Data for this task ▸
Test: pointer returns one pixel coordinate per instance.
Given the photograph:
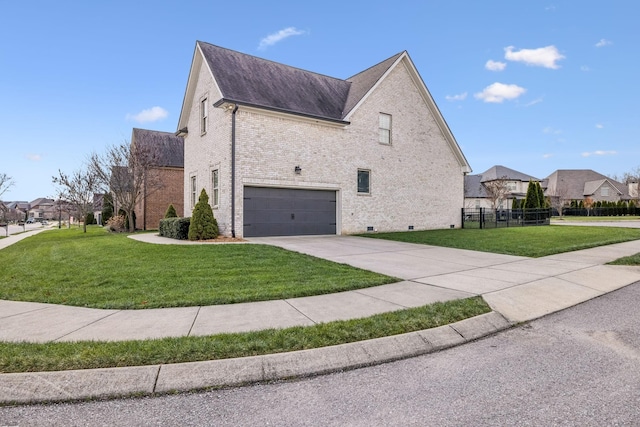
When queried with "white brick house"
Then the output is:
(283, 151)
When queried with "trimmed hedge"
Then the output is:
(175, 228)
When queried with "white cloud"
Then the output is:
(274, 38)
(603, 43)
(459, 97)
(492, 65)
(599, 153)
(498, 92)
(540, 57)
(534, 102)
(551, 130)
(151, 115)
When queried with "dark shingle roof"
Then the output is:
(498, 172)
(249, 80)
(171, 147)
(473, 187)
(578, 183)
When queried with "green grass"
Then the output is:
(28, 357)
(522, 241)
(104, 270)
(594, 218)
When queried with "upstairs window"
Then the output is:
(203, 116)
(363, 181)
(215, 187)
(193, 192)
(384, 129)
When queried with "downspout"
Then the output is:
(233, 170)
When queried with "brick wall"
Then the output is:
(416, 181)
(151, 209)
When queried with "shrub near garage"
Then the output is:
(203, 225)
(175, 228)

--

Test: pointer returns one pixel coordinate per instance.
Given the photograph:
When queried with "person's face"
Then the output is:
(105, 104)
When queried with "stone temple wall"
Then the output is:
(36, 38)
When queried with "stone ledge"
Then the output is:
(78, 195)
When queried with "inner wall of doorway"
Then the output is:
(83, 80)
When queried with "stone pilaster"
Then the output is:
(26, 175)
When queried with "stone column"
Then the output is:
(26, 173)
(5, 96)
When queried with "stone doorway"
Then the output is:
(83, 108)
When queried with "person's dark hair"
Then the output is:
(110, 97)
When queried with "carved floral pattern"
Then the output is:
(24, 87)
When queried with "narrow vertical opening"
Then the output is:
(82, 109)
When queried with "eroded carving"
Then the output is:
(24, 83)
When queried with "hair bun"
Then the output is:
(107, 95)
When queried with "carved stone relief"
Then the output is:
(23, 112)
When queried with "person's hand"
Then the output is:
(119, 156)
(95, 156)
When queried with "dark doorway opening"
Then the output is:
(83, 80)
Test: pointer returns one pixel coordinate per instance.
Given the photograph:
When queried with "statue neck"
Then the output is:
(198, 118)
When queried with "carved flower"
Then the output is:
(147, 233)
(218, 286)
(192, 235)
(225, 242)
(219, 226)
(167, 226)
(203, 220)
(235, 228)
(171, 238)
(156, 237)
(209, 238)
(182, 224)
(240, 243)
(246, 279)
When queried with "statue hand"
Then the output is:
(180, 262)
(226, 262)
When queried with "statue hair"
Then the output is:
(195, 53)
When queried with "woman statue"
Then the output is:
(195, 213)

Task goal ▸
State how many lines of the records contain the string "doorway", treating uppercase and lowercase as different. Reply with the number only.

The answer ▸
3